---------- Records for the exercise

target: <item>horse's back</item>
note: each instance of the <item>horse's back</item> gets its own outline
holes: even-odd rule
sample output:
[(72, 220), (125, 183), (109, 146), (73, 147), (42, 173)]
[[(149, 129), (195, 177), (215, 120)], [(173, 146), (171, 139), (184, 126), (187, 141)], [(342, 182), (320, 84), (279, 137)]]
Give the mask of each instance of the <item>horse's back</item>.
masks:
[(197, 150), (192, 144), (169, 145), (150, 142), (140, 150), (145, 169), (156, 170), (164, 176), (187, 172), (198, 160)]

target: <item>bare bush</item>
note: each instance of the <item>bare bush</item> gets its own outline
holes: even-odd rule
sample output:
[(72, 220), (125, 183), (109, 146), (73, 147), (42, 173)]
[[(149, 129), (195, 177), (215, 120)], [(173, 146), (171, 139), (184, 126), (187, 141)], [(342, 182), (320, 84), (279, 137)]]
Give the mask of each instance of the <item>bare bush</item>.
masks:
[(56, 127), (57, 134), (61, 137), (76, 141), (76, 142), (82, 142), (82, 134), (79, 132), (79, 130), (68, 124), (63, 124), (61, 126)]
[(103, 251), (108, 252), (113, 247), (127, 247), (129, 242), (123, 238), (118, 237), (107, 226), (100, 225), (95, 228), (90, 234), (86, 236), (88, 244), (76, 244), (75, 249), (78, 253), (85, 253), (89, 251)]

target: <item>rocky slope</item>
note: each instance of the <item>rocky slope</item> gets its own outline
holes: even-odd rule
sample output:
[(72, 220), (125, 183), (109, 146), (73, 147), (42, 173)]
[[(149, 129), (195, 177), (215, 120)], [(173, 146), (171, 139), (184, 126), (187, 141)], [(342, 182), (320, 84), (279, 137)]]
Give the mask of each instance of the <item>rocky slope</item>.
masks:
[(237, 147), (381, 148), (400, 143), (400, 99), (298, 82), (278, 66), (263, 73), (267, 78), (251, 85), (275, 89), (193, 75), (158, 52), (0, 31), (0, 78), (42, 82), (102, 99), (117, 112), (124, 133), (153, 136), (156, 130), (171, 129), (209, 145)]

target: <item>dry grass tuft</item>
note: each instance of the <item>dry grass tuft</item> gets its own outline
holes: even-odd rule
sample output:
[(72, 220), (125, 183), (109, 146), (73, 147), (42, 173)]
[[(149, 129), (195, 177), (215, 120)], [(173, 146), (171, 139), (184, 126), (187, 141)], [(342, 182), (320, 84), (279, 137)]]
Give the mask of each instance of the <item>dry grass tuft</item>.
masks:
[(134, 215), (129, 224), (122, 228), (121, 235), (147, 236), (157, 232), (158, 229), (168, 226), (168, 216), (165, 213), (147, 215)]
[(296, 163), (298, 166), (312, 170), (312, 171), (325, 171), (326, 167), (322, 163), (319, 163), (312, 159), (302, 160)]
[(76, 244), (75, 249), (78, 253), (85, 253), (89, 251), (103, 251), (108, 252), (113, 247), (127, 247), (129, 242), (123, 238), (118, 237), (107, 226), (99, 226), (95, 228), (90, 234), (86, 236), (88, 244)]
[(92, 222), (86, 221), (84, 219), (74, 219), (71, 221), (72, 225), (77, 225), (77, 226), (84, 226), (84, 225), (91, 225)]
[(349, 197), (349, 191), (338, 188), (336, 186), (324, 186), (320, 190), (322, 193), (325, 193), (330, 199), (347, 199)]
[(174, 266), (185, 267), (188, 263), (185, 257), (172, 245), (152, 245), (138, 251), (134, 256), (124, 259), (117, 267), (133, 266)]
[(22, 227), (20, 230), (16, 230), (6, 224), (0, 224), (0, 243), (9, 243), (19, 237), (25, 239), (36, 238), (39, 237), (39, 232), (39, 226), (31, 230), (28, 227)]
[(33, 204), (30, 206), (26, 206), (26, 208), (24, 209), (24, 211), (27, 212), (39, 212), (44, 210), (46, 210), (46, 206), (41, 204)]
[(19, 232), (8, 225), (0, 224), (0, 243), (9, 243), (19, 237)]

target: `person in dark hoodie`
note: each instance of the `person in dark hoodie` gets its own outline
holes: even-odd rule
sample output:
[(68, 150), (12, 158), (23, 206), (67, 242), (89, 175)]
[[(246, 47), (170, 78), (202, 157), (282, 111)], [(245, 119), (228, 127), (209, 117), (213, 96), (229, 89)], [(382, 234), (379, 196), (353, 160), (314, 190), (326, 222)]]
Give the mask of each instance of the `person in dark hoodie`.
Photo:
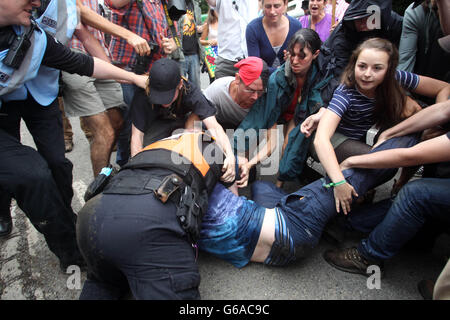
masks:
[(322, 45), (318, 56), (321, 79), (333, 78), (322, 89), (322, 99), (328, 105), (334, 89), (348, 64), (353, 50), (369, 38), (384, 38), (397, 47), (402, 32), (403, 17), (392, 11), (392, 1), (353, 0), (342, 22)]

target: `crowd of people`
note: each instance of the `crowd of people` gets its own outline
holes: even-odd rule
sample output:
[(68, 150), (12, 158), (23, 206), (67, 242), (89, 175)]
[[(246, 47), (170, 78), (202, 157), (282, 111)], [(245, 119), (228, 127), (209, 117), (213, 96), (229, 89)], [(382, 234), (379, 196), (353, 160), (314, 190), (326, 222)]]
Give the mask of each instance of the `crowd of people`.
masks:
[[(311, 0), (300, 18), (288, 0), (206, 2), (203, 23), (198, 0), (105, 0), (109, 18), (97, 0), (0, 0), (0, 237), (14, 198), (61, 270), (87, 269), (80, 299), (199, 299), (198, 250), (284, 266), (339, 218), (365, 236), (325, 261), (368, 275), (427, 221), (429, 239), (449, 232), (448, 1), (401, 16), (391, 1)], [(78, 213), (65, 117), (90, 143)], [(274, 184), (256, 167), (278, 143)], [(287, 193), (309, 157), (326, 175)], [(450, 299), (450, 262), (419, 288)]]

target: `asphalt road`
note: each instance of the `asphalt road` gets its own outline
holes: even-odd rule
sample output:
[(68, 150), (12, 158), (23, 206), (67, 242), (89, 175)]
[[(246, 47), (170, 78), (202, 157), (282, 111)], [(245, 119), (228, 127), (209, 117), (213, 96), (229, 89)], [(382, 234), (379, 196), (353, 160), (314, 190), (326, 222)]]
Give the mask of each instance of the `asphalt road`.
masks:
[[(202, 87), (208, 83), (202, 74)], [(89, 146), (78, 119), (71, 119), (74, 129), (74, 149), (67, 154), (73, 162), (73, 208), (83, 206), (83, 194), (92, 178)], [(22, 125), (23, 143), (33, 146)], [(112, 159), (115, 160), (115, 154)], [(30, 164), (32, 165), (32, 164)], [(317, 165), (317, 164), (315, 164)], [(386, 197), (390, 183), (378, 188), (377, 198)], [(288, 186), (295, 189), (295, 184)], [(0, 299), (1, 300), (72, 300), (78, 299), (85, 273), (69, 270), (62, 273), (57, 258), (48, 250), (41, 234), (29, 223), (15, 205), (12, 209), (14, 228), (6, 239), (0, 239)], [(356, 244), (347, 241), (346, 246)], [(448, 243), (448, 242), (445, 242)], [(338, 271), (329, 266), (322, 253), (332, 245), (321, 240), (311, 256), (287, 267), (268, 267), (250, 263), (237, 269), (204, 252), (199, 255), (200, 293), (203, 299), (261, 300), (414, 300), (421, 299), (417, 283), (436, 278), (444, 267), (437, 249), (420, 252), (405, 249), (388, 261), (379, 288), (361, 275)]]

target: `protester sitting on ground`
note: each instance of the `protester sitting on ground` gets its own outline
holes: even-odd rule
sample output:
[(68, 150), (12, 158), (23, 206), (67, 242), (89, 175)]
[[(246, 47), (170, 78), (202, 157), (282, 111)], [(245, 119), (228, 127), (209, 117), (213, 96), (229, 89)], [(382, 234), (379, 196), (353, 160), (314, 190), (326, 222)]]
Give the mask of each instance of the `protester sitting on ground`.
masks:
[(132, 157), (79, 212), (80, 299), (199, 299), (197, 239), (223, 160), (217, 141), (188, 131)]
[[(199, 298), (197, 244), (239, 268), (249, 261), (285, 265), (317, 245), (336, 214), (331, 188), (318, 180), (286, 195), (257, 181), (255, 202), (238, 197), (222, 184), (214, 186), (224, 155), (205, 138), (184, 132), (149, 145), (86, 202), (77, 221), (89, 270), (80, 299), (118, 299), (128, 290), (136, 299)], [(391, 139), (377, 150), (416, 142), (414, 136)], [(346, 177), (363, 193), (395, 171), (348, 170)], [(195, 208), (205, 210), (206, 203), (206, 213), (197, 211), (188, 228), (191, 220), (184, 218)], [(155, 281), (155, 275), (173, 285)]]
[[(350, 211), (355, 190), (345, 182), (339, 163), (352, 155), (365, 154), (367, 131), (374, 125), (384, 131), (418, 110), (405, 106), (408, 89), (447, 100), (450, 85), (446, 82), (396, 70), (398, 51), (388, 40), (372, 38), (364, 41), (352, 54), (327, 109), (322, 108), (308, 123), (305, 134), (317, 127), (313, 157), (317, 154), (333, 183), (336, 210)], [(319, 121), (320, 120), (320, 121)], [(305, 126), (306, 127), (306, 121)]]
[[(377, 146), (387, 139), (420, 132), (427, 128), (449, 124), (450, 100), (430, 106), (383, 132)], [(388, 140), (390, 141), (390, 140)], [(376, 146), (375, 146), (376, 147)], [(372, 152), (347, 158), (340, 165), (348, 168), (393, 168), (426, 163), (450, 161), (450, 132), (421, 142), (411, 148)], [(367, 274), (369, 265), (378, 265), (383, 271), (384, 261), (394, 257), (400, 249), (422, 228), (425, 221), (438, 219), (450, 223), (449, 176), (446, 178), (423, 178), (406, 184), (388, 206), (372, 206), (365, 211), (384, 208), (379, 216), (384, 219), (373, 226), (369, 236), (357, 247), (329, 250), (325, 260), (333, 267), (351, 273)], [(353, 212), (352, 212), (353, 213)], [(448, 288), (447, 288), (448, 290)]]
[(167, 58), (154, 62), (146, 90), (136, 90), (131, 106), (132, 157), (145, 145), (171, 136), (176, 129), (193, 128), (199, 119), (224, 149), (224, 181), (234, 178), (235, 157), (225, 131), (216, 120), (216, 108), (200, 88), (181, 77), (178, 62)]
[(391, 0), (353, 0), (345, 11), (342, 23), (323, 44), (318, 57), (320, 78), (333, 76), (322, 89), (327, 106), (339, 85), (341, 74), (353, 50), (369, 38), (379, 37), (398, 46), (403, 18), (392, 11)]
[[(256, 100), (261, 97), (267, 87), (269, 69), (264, 60), (258, 57), (248, 57), (236, 63), (239, 70), (234, 77), (222, 77), (217, 79), (203, 91), (205, 97), (211, 101), (216, 109), (216, 119), (224, 129), (236, 129), (244, 117), (252, 108)], [(197, 119), (199, 120), (199, 119)], [(274, 132), (270, 132), (266, 138), (267, 147), (274, 140)], [(250, 169), (259, 163), (268, 154), (261, 149), (252, 159), (241, 159), (240, 170), (242, 179), (237, 181), (238, 187), (245, 187), (250, 179)], [(249, 173), (247, 177), (247, 173)], [(254, 180), (256, 171), (252, 170), (250, 182)]]
[(322, 42), (325, 42), (332, 30), (336, 27), (337, 19), (334, 23), (331, 20), (331, 14), (325, 12), (326, 0), (309, 1), (309, 15), (300, 17), (299, 21), (303, 28), (315, 30)]
[(204, 46), (205, 61), (204, 68), (208, 71), (209, 83), (216, 80), (216, 59), (218, 53), (217, 47), (217, 28), (219, 25), (219, 17), (216, 10), (210, 8), (208, 11), (208, 18), (206, 18), (206, 26), (203, 28), (200, 43)]
[[(418, 136), (394, 138), (373, 152), (406, 148)], [(358, 194), (389, 181), (397, 169), (346, 170), (345, 179)], [(238, 268), (250, 261), (282, 266), (304, 258), (314, 248), (327, 222), (336, 216), (333, 183), (319, 179), (286, 194), (268, 181), (252, 184), (253, 201), (217, 184), (203, 217), (199, 248)], [(353, 213), (353, 212), (352, 212)], [(359, 219), (363, 221), (363, 219)]]
[(260, 57), (272, 73), (284, 63), (284, 51), (300, 23), (286, 15), (288, 0), (263, 0), (263, 16), (252, 20), (245, 31), (248, 55)]
[[(403, 17), (398, 69), (449, 82), (450, 53), (438, 43), (444, 34), (436, 2), (428, 0), (416, 8), (413, 6), (411, 3)], [(421, 101), (422, 106), (434, 103), (427, 97), (414, 97)]]
[(306, 161), (310, 140), (300, 133), (299, 124), (322, 106), (320, 90), (328, 80), (316, 82), (321, 44), (319, 35), (311, 29), (300, 29), (292, 36), (287, 47), (289, 59), (271, 74), (267, 94), (255, 102), (235, 133), (238, 154), (248, 151), (251, 156), (249, 148), (254, 146), (249, 145), (250, 139), (260, 138), (261, 129), (276, 129), (277, 123), (284, 124), (278, 186), (297, 178)]

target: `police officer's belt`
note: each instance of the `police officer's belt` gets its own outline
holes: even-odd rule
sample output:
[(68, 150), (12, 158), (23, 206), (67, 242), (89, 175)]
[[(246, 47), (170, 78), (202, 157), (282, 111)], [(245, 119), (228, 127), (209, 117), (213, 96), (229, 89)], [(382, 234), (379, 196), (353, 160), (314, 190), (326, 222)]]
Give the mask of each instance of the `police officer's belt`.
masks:
[[(163, 203), (177, 206), (181, 226), (196, 242), (208, 208), (208, 191), (219, 180), (221, 169), (203, 158), (201, 133), (182, 134), (144, 148), (122, 167), (105, 187), (105, 194), (154, 193)], [(183, 160), (175, 163), (176, 153)], [(132, 169), (132, 170), (128, 170)]]

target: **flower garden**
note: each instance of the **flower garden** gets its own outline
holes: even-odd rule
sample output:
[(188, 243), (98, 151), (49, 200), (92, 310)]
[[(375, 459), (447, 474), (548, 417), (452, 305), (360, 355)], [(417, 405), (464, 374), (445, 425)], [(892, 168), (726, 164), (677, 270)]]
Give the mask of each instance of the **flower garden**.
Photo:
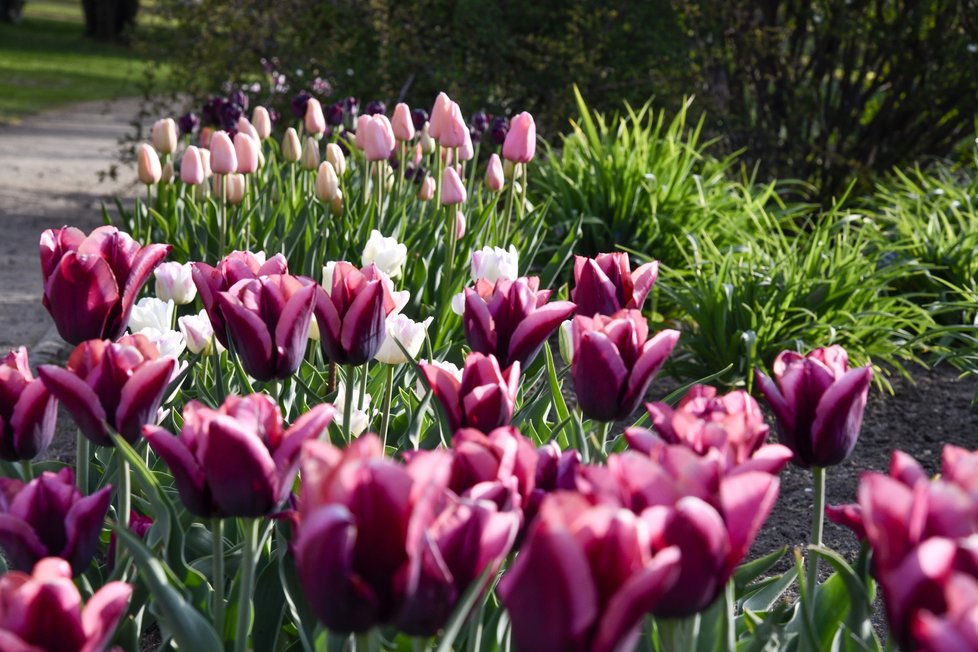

--------------------

* Work instruction *
Your answer should be the lines above, from the line containing "note: each instance of the <item>dry" up to and including the line containing "Give the mask of each instance of the <item>dry", reproduced exactly and with nothing else.

* Answer to this exercise *
note: each instance of the <item>dry grass tuft</item> gets its own outline
holes: even-odd rule
sample output:
[(72, 220), (125, 183), (109, 146), (73, 147), (42, 173)]
[[(149, 129), (195, 177), (215, 120)], [(173, 146), (171, 139), (184, 126), (187, 141)], [(342, 182), (320, 84), (279, 137)]]
Give the mask of each instance of the <item>dry grass tuft</item>.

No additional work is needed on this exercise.